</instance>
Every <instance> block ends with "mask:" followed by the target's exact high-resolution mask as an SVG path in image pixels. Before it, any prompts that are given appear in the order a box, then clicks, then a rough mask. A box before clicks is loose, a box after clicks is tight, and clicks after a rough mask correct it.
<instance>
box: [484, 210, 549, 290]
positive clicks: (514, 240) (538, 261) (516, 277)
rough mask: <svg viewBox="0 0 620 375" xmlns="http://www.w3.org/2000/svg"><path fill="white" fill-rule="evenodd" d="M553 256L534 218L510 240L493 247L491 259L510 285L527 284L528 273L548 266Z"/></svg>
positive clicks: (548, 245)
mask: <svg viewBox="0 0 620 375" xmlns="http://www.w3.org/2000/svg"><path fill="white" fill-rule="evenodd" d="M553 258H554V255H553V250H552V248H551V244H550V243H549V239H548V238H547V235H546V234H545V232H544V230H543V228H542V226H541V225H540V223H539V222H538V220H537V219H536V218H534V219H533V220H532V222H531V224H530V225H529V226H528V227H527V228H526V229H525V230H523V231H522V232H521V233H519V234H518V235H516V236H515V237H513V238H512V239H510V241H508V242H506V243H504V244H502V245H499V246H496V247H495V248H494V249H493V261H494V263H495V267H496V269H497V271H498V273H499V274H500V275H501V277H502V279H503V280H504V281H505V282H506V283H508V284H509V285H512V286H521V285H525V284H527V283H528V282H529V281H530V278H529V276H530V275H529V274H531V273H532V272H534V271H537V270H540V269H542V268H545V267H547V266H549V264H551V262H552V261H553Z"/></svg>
════════════════
- [Activity] Which of the lines above mention the word "rough"? Pull those lines out.

- [Output of the exercise]
Every <instance> block ends with "mask:" followed by the target's exact high-resolution mask as an SVG path in image pixels. Before it, any prompts that are given appear in the order a box, then clicks, then a rough mask. A box before clicks is loose, a box after clicks is tight, and clicks after a rough mask correct it.
rough mask: <svg viewBox="0 0 620 375" xmlns="http://www.w3.org/2000/svg"><path fill="white" fill-rule="evenodd" d="M553 256L534 218L510 240L493 247L491 259L510 285L527 284L528 273L548 266Z"/></svg>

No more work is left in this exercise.